Stated task:
Please convert the rows below into a two-column CSV with the headers "query" and "boxes", giving one line for each row with its text under "query" and its answer under "boxes". Put each field in double quotes and replace any line breaks inside a field with spaces.

Data taken from a collection:
════════════════════
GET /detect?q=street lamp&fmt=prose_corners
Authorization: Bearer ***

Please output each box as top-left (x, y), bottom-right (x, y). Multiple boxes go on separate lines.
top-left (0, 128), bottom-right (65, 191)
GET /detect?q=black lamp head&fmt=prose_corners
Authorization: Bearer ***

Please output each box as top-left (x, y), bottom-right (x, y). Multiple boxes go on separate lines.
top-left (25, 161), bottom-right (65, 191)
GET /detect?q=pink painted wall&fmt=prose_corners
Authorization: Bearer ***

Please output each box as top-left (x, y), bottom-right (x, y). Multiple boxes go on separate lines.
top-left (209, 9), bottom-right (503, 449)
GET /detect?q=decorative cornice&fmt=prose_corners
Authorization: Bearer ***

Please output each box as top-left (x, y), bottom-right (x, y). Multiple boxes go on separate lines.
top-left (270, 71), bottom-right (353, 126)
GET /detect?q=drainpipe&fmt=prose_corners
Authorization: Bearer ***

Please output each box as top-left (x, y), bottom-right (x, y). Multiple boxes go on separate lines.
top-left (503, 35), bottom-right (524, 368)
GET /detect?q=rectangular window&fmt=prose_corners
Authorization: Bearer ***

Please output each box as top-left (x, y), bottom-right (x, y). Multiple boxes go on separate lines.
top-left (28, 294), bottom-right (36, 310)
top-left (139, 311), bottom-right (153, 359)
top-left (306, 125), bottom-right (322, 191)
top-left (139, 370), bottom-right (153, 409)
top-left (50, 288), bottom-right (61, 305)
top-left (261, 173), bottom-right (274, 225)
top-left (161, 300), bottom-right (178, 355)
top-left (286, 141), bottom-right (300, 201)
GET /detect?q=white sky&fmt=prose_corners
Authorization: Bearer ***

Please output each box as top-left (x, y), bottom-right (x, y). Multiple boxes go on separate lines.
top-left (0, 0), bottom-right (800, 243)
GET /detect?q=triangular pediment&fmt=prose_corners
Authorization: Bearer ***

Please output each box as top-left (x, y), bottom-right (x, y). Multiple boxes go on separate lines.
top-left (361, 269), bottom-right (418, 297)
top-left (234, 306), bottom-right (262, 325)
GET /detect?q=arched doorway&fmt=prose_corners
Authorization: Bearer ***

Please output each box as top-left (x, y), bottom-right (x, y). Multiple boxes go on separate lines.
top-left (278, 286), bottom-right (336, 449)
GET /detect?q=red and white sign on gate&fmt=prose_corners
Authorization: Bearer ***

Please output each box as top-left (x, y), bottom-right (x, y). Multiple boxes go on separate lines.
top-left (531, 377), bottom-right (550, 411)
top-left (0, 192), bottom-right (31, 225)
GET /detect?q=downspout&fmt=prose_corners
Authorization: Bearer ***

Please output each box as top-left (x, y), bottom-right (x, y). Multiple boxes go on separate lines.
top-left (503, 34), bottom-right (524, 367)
════════════════════
Result of the task:
query,boxes
"GET /detect?q=street lamp&fmt=prose_corners Authorization: Bearer *** Please output each box as top-left (x, y), bottom-right (x, y). Multiple boxes go on separate lines.","top-left (0, 128), bottom-right (65, 191)"
"GET /detect?q=black lamp head&fmt=prose_corners Authorization: Bearer *** Please output each box as top-left (x, y), bottom-right (x, y). Multiple boxes go on separate lines.","top-left (25, 161), bottom-right (65, 191)"
"GET /detect?q=pink painted wall&fmt=prose_corners Authorization: Bearer *** Please output each box as top-left (x, y), bottom-right (x, y). Multiple boxes go on separate lines.","top-left (209, 9), bottom-right (503, 449)"
"GET /detect?q=decorative cornice&fmt=prose_corners Authorization: Bearer *** Please output each box as top-left (x, y), bottom-right (x, y). Multiple boxes go on separate lines.","top-left (270, 71), bottom-right (353, 126)"
"GET /detect?q=drainpipe&fmt=prose_corners Authorization: Bearer *** Please output each box as top-left (x, y), bottom-right (x, y). Multiple boxes go on separate lines.","top-left (503, 35), bottom-right (524, 368)"
"GET /detect?q=rectangular window&fmt=prose_corners Authorization: Bearer *** Please output each box as top-left (x, y), bottom-right (x, y). Multiple boxes go on separate lines.","top-left (28, 294), bottom-right (36, 310) top-left (139, 311), bottom-right (153, 359) top-left (306, 125), bottom-right (322, 191) top-left (139, 370), bottom-right (153, 409) top-left (50, 288), bottom-right (61, 305) top-left (261, 173), bottom-right (274, 225) top-left (161, 300), bottom-right (178, 355) top-left (286, 141), bottom-right (300, 201)"
"GET /detect?q=white sky&fmt=prose_corners Authorization: Bearer *** Please output each box as top-left (x, y), bottom-right (x, y). Multiple boxes go on separate lines.","top-left (0, 0), bottom-right (800, 243)"
"GET /detect?q=triangular pediment&fmt=prose_corners Authorization: Bearer *** Please output each box as top-left (x, y), bottom-right (x, y). Multiple boxes go on separate lines.","top-left (361, 269), bottom-right (418, 297) top-left (234, 306), bottom-right (262, 325)"
"GET /detect?q=arched doorway&fmt=prose_corners Authorization: Bearer *** Please output each box as top-left (x, y), bottom-right (x, y). Multiple boxes go on separate lines.","top-left (278, 286), bottom-right (336, 449)"
"GET /detect?q=red and white sign on gate&fmt=prose_corners Authorization: Bearer *** Please output each box as top-left (x, y), bottom-right (x, y). Multiple boxes go on separate lines.","top-left (531, 377), bottom-right (550, 411) top-left (0, 192), bottom-right (31, 225)"
"GET /detect?q=downspout&fmt=prose_corners Authorization: Bearer *** Please output each box as top-left (x, y), bottom-right (x, y). Multiple boxes go on separate lines.","top-left (503, 34), bottom-right (524, 367)"